Reproduce word for word the post below about a learning mode for a source formatter plugin.

Text extract =
****************************************

News: I'ven't coded any kind of parser :)

Anyway, I just wanted to comment you about a little source formatter I found and its configuration concept. I'm talking about NiceC, where the idea is to make it learn from existing formatted code. Then I came with the idea of a "learning session".

Here's a scenario (images are for illustrative purposes):

You have Code::Blocks opened, the plugin installed, and a source file loaded. You go to Plugins and select SourceFormatter.

It'll display a dialog showing you the current styles (predefined + user defined), a button to create a new empty style, a button to create a new style from an existing one, a button to apply the style and another button to learn.



You decide to create a new style, select it and click Learn.

Now tokens are found and a dialog pops-up. It'll allow you to configure some behavior based in the current scenario. Say it found a '{' that belongs to an if. Here you can select a set of actions based on some rules like: we're currently in an IF, previous token is, next token is, previous actions, next actions, ...



That one needs more "tuning". An option to add custom states could also be added.

****************************************

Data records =

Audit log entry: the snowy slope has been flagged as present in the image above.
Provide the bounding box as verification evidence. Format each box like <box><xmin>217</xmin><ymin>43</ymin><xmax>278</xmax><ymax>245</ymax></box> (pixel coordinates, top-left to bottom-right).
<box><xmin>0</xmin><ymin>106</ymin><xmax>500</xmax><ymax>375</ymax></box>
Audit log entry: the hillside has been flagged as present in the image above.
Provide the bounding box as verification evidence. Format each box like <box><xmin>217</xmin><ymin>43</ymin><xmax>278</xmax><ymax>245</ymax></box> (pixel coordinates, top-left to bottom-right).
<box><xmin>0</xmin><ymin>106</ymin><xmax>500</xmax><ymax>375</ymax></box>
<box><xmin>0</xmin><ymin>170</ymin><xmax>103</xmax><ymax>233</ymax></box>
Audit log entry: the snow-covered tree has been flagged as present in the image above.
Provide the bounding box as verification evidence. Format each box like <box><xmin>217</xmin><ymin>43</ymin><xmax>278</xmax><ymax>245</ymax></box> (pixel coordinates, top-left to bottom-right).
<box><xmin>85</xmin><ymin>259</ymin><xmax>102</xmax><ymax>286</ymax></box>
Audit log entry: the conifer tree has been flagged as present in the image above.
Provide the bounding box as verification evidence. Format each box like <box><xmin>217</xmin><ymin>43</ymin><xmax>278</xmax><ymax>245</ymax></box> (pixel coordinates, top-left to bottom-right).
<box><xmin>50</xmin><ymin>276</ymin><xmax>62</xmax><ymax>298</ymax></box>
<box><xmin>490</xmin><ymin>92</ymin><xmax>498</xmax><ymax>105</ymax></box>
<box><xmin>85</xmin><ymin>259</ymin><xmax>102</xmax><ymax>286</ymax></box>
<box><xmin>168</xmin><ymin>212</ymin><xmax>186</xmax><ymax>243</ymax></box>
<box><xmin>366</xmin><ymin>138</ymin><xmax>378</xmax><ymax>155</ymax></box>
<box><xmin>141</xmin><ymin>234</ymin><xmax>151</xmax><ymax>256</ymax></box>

****************************************

Exercise solution =
News: I'ven't coded any kind of parser :)

Anyway, I just wanted to comment you about a little source formatter I found and its configuration concept. I'm talking about NiceC, where the idea is to make it learn from existing formatted code. Then I came with the idea of a "learning session".

Here's a scenario (images are for illustrative purposes):

You have Code::Blocks opened, the plugin installed, and a source file loaded. You go to Plugins and select SourceFormatter.

It'll display a dialog showing you the current styles (predefined + user defined), a button to create a new empty style, a button to create a new style from an existing one, a button to apply the style and another button to learn.



You decide to create a new style, select it and click Learn.

Now tokens are found and a dialog pops-up. It'll allow you to configure some behavior based in the current scenario. Say it found a '{' that belongs to an if. Here you can select a set of actions based on some rules like: we're currently in an IF, previous token is, next token is, previous actions, next actions, ...



That one needs more "tuning". An option to add custom states could also be added.